### GIVEN PROBLEM
How many lines of the listing below contain the string "hand"? Reply with the number only.

### MATERIAL FOR THE TASK
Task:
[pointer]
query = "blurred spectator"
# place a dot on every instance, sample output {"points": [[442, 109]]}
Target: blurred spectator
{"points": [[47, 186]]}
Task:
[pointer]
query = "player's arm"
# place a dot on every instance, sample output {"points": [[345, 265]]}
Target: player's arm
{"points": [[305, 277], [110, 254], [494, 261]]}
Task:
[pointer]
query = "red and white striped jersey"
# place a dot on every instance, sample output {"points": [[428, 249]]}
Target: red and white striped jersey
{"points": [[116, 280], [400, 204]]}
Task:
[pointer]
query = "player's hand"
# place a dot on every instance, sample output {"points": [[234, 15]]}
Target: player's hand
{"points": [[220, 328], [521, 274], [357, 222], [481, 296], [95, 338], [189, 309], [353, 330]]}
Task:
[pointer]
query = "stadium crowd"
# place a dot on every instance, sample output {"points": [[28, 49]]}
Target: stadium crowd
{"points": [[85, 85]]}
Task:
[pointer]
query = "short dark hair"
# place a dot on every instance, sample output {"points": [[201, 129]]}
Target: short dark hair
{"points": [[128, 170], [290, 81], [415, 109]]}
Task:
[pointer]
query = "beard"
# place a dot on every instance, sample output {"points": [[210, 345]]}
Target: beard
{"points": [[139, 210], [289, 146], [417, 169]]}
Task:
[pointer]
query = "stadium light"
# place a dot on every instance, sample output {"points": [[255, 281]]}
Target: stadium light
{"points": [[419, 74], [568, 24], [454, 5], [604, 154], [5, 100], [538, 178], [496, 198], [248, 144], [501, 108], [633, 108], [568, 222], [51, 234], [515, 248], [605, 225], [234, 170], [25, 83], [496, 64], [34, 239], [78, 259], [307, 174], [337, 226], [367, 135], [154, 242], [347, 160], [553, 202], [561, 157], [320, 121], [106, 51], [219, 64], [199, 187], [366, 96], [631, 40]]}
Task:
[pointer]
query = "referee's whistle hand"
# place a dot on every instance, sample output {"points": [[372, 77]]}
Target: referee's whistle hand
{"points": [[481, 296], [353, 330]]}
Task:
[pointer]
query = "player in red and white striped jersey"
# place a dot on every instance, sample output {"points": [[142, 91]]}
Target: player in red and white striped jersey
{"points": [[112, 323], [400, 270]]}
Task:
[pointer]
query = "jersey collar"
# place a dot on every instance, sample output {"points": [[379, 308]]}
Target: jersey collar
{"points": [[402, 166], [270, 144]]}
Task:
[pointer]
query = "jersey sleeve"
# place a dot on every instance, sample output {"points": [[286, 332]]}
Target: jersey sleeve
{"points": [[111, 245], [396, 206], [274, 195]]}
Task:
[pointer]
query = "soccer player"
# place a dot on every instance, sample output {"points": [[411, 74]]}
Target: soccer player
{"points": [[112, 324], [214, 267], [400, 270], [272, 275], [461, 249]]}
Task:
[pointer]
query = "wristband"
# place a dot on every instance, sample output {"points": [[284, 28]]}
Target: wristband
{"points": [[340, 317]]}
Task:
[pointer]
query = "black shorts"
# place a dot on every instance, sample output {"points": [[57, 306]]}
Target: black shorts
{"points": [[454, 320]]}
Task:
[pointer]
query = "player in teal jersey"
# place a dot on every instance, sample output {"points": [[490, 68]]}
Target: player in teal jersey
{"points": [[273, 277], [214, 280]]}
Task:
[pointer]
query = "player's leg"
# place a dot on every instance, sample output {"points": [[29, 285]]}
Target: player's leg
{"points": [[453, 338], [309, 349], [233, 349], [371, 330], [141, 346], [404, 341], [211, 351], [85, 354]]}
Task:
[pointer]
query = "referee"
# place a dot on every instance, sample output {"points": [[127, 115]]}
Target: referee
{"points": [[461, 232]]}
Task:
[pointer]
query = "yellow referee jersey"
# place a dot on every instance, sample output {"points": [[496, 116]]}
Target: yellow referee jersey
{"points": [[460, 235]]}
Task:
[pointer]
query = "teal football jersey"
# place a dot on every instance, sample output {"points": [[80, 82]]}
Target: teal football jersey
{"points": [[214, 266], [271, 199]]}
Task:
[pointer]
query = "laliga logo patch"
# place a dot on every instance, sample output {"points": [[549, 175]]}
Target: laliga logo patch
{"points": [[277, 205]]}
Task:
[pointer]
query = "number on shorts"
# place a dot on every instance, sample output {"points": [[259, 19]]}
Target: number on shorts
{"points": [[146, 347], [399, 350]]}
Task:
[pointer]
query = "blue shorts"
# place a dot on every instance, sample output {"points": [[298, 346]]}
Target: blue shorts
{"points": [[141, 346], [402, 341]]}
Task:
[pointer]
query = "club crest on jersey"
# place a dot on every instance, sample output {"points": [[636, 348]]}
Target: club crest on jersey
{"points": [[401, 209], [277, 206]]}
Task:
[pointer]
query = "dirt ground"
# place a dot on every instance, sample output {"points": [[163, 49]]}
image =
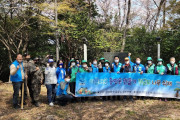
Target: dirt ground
{"points": [[147, 109]]}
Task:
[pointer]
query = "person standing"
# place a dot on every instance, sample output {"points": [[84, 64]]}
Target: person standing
{"points": [[94, 66], [60, 72], [106, 69], [127, 67], [65, 94], [26, 63], [84, 69], [34, 84], [171, 67], [161, 69], [116, 66], [51, 82], [138, 67], [150, 66], [17, 76], [178, 69]]}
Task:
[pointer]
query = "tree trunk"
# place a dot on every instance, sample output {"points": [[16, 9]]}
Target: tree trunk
{"points": [[119, 10], [158, 13], [127, 24], [124, 15], [164, 13]]}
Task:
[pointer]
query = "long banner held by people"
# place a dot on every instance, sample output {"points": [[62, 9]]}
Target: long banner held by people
{"points": [[135, 84]]}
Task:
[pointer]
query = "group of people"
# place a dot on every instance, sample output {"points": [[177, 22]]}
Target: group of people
{"points": [[60, 81]]}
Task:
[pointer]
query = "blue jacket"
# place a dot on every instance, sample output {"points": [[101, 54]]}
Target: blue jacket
{"points": [[106, 70], [130, 68], [94, 69], [139, 68], [18, 76], [116, 68], [61, 91], [60, 72]]}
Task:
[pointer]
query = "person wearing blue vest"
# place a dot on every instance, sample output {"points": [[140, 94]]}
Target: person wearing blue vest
{"points": [[116, 65], [60, 72], [138, 67], [107, 68], [17, 76], [127, 67], [95, 66], [161, 69], [150, 66], [65, 94], [51, 82], [116, 68]]}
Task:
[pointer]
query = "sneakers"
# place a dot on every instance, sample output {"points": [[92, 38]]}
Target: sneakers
{"points": [[37, 104], [16, 106], [51, 104]]}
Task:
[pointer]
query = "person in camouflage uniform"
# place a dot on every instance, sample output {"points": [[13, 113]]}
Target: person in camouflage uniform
{"points": [[35, 82]]}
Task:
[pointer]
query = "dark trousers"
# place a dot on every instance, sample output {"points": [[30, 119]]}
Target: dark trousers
{"points": [[63, 99], [25, 90], [51, 92], [72, 87], [34, 90], [16, 88]]}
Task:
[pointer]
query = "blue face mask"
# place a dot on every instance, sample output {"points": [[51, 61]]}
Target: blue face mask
{"points": [[61, 64]]}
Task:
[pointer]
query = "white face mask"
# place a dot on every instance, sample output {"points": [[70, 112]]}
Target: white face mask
{"points": [[84, 66], [116, 61], [159, 63], [95, 62], [172, 62], [138, 62], [127, 62], [107, 65], [67, 80], [149, 62], [73, 64]]}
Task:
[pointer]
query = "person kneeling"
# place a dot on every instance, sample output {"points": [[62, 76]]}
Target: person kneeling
{"points": [[65, 94]]}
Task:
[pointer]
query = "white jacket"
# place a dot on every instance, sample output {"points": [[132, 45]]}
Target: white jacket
{"points": [[50, 75]]}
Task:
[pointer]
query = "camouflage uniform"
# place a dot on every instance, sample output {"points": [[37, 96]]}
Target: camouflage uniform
{"points": [[35, 82]]}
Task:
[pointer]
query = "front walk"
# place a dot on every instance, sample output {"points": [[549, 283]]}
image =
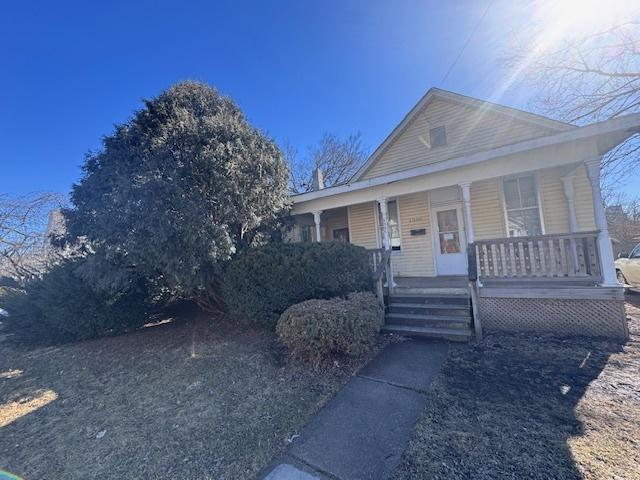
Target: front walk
{"points": [[362, 432]]}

### RESPONSE
4